▶ [Data for processing]:
------------
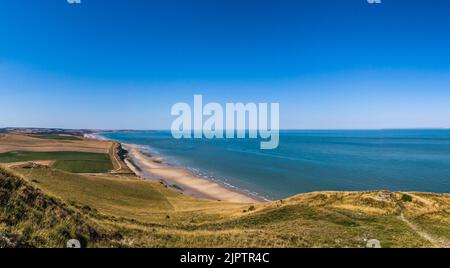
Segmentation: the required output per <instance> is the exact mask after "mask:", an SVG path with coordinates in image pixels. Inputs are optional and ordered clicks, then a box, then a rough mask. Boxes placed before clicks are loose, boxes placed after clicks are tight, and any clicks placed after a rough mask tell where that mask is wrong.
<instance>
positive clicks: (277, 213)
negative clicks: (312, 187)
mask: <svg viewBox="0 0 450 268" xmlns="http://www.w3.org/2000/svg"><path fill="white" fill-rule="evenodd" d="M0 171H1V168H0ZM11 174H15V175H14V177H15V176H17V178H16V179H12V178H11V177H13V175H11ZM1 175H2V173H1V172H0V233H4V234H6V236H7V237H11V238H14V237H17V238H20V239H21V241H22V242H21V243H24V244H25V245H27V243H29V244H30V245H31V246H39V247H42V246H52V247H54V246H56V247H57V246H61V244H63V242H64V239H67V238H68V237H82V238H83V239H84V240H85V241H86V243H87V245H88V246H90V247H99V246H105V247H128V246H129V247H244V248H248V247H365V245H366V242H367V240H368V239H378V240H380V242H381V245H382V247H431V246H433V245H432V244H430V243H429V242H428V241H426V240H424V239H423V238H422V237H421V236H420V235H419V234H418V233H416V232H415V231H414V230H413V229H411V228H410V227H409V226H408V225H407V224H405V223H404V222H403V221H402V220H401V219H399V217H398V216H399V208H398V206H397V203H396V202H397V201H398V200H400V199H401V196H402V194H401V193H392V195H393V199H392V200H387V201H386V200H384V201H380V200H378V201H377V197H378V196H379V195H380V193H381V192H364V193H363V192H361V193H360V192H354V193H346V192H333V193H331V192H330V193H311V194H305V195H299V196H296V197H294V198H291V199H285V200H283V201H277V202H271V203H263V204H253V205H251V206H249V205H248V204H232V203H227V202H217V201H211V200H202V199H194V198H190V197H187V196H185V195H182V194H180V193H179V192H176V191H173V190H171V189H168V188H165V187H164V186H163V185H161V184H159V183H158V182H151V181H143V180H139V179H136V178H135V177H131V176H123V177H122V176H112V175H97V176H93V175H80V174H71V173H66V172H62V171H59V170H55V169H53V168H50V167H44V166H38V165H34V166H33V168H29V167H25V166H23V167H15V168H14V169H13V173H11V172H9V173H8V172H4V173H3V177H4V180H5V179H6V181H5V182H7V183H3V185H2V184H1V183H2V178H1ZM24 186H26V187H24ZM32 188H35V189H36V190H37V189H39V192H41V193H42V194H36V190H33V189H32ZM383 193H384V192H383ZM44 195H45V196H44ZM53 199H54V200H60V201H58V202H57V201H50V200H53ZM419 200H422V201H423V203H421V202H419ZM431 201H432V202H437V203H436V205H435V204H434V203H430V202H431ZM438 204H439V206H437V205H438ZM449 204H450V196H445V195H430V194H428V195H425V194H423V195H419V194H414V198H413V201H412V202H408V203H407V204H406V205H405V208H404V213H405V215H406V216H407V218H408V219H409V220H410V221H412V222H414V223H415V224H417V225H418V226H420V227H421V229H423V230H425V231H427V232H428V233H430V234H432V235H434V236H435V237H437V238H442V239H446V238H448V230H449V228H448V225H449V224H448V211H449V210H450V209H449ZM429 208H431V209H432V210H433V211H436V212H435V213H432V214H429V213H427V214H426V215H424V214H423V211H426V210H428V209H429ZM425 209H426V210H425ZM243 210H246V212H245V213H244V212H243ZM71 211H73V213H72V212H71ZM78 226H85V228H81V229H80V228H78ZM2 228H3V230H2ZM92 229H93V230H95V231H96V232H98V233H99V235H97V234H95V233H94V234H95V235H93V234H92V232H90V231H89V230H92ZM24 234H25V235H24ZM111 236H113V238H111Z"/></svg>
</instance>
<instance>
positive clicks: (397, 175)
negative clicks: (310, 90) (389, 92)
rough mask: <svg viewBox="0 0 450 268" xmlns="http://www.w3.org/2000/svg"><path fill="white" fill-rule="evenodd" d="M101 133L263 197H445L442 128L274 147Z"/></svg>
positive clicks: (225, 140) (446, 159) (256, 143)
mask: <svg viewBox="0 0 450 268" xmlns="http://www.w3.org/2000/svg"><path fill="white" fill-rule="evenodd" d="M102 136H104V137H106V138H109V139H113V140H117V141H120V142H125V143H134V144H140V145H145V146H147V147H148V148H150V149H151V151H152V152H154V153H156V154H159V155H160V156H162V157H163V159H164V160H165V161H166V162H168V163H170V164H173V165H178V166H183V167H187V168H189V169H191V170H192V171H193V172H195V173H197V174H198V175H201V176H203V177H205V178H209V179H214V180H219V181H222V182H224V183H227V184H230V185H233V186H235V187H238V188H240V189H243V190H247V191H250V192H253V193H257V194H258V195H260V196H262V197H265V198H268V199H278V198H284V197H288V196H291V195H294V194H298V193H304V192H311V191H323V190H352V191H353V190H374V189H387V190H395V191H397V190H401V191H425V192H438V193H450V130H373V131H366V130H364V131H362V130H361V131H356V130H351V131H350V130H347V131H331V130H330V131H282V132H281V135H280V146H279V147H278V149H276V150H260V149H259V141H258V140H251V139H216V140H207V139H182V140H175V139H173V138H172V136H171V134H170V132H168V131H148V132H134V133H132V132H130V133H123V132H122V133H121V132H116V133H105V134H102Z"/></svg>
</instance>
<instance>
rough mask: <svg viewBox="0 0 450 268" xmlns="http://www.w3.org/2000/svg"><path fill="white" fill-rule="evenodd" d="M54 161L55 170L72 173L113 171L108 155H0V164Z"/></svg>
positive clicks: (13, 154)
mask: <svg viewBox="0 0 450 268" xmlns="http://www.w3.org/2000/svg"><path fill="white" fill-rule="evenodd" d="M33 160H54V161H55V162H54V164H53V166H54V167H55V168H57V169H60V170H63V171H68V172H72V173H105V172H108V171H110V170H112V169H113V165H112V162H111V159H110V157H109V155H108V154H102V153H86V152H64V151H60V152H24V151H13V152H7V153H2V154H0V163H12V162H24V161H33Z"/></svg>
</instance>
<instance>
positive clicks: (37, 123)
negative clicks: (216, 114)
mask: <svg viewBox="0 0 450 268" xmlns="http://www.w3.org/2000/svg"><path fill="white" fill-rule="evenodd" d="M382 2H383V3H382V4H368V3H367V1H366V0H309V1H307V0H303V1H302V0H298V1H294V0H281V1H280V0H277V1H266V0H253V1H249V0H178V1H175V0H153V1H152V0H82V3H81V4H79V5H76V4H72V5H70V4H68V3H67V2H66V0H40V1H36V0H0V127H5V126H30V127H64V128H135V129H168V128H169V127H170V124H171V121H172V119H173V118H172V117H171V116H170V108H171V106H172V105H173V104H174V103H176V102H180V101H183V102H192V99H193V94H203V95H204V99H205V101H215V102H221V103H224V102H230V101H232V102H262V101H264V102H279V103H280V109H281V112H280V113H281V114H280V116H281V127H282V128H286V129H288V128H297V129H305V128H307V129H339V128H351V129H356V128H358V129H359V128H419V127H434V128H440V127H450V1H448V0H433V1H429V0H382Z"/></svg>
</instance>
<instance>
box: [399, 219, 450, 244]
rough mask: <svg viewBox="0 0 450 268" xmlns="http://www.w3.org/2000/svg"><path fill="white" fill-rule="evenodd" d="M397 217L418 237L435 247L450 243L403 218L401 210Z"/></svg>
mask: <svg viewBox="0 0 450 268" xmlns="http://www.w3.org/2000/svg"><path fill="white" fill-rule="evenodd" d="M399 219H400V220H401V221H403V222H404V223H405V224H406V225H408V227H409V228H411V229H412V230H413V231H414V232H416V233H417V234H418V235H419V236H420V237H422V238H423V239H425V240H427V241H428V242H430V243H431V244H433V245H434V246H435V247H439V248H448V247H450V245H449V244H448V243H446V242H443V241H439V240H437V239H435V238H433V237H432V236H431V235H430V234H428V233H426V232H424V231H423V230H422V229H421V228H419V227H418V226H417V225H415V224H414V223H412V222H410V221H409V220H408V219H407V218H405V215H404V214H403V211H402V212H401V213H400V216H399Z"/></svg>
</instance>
------------
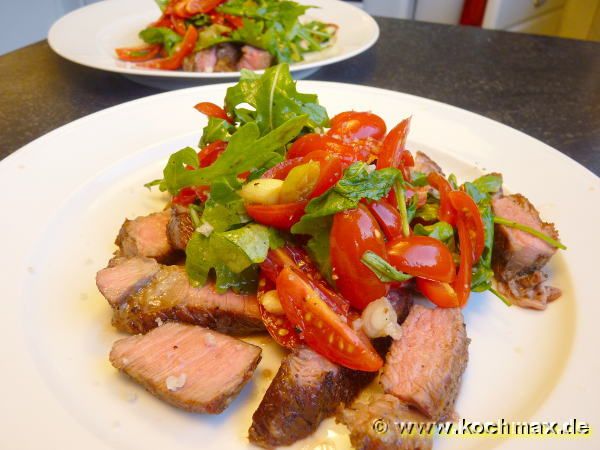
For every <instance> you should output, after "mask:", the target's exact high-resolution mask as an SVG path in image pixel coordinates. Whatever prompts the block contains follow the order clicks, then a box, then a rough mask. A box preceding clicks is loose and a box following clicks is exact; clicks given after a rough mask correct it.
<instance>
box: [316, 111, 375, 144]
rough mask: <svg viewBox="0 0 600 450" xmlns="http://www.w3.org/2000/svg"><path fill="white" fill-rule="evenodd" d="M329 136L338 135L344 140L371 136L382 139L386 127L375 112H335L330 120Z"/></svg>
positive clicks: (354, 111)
------------
▶ [What is being asked]:
Extract every line of the entries above that contains the string "positive", reproducing each such line in full. Matching is case-sensitive.

▶ [Answer to this task]:
positive clicks: (277, 213)
positive clicks: (397, 175)
positive clicks: (225, 140) (446, 159) (256, 143)
positive clicks: (13, 154)
positive clicks: (37, 123)
positive clicks: (354, 111)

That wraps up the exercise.